> [ACTIVITY]:
Only the number is wanted: how many lines in the material below contain "rose".

Top of INPUT FOR THIS TASK

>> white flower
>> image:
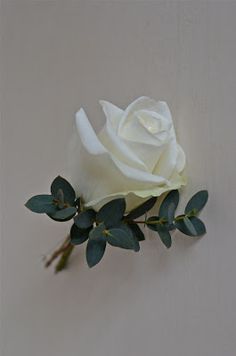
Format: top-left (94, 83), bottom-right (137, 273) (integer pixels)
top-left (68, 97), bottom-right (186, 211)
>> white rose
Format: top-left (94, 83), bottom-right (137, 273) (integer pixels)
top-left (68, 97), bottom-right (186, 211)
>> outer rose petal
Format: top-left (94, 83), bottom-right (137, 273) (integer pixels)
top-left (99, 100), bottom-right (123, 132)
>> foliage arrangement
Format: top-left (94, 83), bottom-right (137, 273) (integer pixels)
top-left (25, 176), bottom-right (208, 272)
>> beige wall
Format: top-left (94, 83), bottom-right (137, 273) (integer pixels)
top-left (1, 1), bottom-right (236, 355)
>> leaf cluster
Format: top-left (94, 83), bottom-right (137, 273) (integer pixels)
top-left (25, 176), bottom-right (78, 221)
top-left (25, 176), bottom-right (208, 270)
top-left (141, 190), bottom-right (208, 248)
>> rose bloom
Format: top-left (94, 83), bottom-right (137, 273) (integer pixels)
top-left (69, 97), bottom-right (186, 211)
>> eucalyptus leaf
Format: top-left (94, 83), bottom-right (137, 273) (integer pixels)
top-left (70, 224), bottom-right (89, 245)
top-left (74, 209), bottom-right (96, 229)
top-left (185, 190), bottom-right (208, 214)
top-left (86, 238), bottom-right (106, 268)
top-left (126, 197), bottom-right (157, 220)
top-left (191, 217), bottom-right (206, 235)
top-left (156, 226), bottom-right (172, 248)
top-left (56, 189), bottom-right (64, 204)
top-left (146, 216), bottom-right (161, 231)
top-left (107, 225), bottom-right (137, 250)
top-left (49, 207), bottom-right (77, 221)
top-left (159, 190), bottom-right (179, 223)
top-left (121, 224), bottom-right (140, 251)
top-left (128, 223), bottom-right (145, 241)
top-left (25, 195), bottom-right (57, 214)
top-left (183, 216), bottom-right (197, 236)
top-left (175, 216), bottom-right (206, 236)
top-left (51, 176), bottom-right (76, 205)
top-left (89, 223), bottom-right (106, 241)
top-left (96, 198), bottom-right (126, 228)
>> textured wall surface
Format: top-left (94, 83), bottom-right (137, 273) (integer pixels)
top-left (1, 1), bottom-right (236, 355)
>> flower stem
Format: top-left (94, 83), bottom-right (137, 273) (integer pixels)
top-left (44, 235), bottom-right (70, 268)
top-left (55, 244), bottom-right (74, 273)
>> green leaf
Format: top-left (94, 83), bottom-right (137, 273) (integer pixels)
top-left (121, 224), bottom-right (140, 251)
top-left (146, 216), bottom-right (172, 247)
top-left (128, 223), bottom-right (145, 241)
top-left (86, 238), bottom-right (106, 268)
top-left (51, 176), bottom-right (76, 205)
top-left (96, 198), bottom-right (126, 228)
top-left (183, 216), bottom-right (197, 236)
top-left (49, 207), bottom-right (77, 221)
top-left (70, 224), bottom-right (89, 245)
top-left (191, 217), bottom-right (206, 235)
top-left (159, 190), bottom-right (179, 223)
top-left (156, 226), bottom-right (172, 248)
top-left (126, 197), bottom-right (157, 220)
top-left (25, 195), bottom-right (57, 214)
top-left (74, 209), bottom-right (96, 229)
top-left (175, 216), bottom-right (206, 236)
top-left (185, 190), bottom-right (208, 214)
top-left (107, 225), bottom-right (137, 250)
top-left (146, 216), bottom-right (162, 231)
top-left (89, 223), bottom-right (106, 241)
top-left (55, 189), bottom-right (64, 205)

Bottom of INPUT FOR THIS TASK

> [EXERCISE RESPONSE]:
3